═══ SUPPLIED RECORDS

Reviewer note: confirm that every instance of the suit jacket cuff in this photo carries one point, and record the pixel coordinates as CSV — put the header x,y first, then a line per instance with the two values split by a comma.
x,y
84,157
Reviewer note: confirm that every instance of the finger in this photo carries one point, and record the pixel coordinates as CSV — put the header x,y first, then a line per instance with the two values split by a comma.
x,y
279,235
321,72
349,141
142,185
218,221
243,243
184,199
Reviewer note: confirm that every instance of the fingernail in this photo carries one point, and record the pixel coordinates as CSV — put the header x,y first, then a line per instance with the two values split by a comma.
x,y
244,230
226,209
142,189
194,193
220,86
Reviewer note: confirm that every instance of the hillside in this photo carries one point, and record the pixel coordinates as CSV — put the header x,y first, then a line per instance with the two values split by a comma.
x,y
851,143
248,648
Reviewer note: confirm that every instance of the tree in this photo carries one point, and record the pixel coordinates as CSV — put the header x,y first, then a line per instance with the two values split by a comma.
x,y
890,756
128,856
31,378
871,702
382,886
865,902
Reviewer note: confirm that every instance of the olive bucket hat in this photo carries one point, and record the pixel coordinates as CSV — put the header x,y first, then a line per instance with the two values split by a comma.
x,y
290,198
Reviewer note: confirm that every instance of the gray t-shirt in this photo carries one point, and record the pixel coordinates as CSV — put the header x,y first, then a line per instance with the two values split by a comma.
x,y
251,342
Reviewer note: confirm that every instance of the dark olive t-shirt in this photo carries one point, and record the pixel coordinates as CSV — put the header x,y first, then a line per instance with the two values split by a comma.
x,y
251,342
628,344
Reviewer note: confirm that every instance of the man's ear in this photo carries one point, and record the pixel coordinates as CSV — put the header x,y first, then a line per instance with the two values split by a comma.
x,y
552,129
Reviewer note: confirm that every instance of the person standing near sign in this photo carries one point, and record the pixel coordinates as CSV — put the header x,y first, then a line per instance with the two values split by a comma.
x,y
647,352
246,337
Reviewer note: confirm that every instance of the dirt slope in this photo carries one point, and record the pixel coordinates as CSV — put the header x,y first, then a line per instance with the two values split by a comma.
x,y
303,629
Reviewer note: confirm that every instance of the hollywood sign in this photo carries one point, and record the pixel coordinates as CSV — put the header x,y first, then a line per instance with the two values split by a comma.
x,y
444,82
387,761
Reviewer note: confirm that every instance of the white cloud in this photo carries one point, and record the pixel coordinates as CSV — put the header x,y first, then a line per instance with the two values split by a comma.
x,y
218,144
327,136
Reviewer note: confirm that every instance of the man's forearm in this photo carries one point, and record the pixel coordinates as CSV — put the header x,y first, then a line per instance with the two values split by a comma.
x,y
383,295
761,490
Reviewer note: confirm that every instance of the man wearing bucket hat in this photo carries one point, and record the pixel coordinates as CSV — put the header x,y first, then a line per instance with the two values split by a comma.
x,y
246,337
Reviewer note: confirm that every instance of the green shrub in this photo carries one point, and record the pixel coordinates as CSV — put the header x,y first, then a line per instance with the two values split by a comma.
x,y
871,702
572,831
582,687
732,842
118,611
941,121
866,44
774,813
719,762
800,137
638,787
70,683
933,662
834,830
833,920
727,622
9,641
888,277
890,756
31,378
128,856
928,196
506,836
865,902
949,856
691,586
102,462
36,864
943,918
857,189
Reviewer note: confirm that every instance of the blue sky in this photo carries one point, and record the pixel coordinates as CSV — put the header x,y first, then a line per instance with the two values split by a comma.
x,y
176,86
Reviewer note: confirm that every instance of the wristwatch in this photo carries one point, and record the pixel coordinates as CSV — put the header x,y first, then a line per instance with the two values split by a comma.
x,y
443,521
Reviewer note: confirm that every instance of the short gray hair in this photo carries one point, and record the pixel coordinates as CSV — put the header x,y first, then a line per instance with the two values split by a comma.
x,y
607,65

══════

Could you write out all the entries exactly as given?

◆ SOLUTION FOR THIS TASK
Reviewer note: confirm that every instance of the suit jacket cuff in this photo carries one point, and record the pixel coordinates as CSV — put the header x,y first, then a line per instance with the two values split by a comma.
x,y
84,157
Reviewer note: confirm that every instance of the finger in this photo carries one point, and record the pixel coordinates as CSV — put the header x,y first, then a line per instance with the two values split by a comma.
x,y
279,235
321,72
349,141
142,185
218,221
243,243
184,199
Reviewer note: confirm that every instance of the fingernail in this photo carries one point, and record the pixel coordinates as CSV — put the header x,y first, then a line per instance with the two values split by a comma.
x,y
244,230
226,209
142,189
194,193
220,86
Reviewer note: confirm that every instance of the hillside in this photo carries one point, and record the pixel coordinates as CSV — put the header x,y first, then a line per instance with the two values split by a comma.
x,y
851,143
248,648
Reviewer note: confirm that every instance of the tree in this photo carries one point, and record the pixel coordinates as CSV — put the header x,y first, then a line per instance with the two values split by a comma.
x,y
890,756
128,856
31,378
871,702
382,886
865,902
Reviewer note: confirm that every instance of the olive bucket hat in this photo carries one point, and record the pixel coordinates as CSV — put the header x,y first, then a line per instance with the two values split by a comma.
x,y
290,198
Reviewer note: confirm that every instance of the gray t-shirt in this photo carries one point, and record the pixel coordinates as CSV — put the header x,y first, then a line per instance with the two values split by a comma.
x,y
251,342
Reviewer note: confirm that every instance of the dark olive t-shirt in this photo carries one point, and record the pixel coordinates as CSV — put the header x,y first, then a line per instance with the two values split by a comma.
x,y
251,342
628,344
Reviewer note: confirm that every instance of the man's ear in this photo carries one point, and record the pixel coordinates as CSV — put the header x,y first, then a line per instance with the two values split by a comma.
x,y
552,129
Reviewer note: confirm that every instance of the person standing near sign in this photo carries one point, and record the pixel coordinates as CSV — put the header x,y first, then a line per instance with the two values split by a comma.
x,y
647,352
246,337
Reviewer note: confirm that every instance of the dirt slope in this photo carries one point, and record the pixel coordinates as CSV — put the header x,y first, then a line per instance with the two values split by a comma.
x,y
303,629
Reviewer note: confirm that every instance of the hollywood sign in this photo carries one point, and record the pixel coordinates as CSV — put the header x,y first, then a line per instance with the two values split by a comma.
x,y
444,82
387,761
Reviewer note: confirm that every instance of the white cloud in this photo carries one point, and record the pixel coordinates as CSV — put the header x,y first, then a line per instance with the two values split by a comma.
x,y
218,144
327,136
Reviewer note: confirm that every instance of the man's forearm in this photo carries one point, and record the pixel coordinates as CSV — put the header x,y first, then a line per instance with the two values split by a comma.
x,y
383,295
761,490
Reviewer note: confirm that every instance of the man wearing bucket hat in this photo carries one point, and record the pixel coordinates as CSV — put the header x,y first, then a line per instance with the two values split by a comma.
x,y
246,337
Reviewer note: confirm that every instance of the green shrub in this photo carries one point, and record the pixel coordinates as CSV — put the header x,y first, then a line per instance with the two values split by a comma.
x,y
871,702
572,831
582,687
732,842
118,611
941,121
866,44
774,813
719,762
800,137
638,787
70,683
933,662
834,830
833,920
727,622
9,641
888,277
890,756
31,378
128,856
928,196
506,836
865,902
949,856
691,586
102,462
36,864
943,918
857,189
Reviewer note: confirm that every instance of the blue sky in this photo carries one point, and record the pixel coordinates as CSV — put the header x,y first, then a line per instance with the two values split by a comma.
x,y
176,86
Reviewer note: confirm that every instance of the wristwatch in this photo carries one point, and record the pixel coordinates as CSV — put the header x,y first, then a line per instance with the two values split by a comma.
x,y
443,521
Reviewer note: confirm that every instance of the short gray hair in this photo carries one point, and record the pixel coordinates as CSV — put the header x,y first, then a line per instance with the two values split by a comma.
x,y
607,65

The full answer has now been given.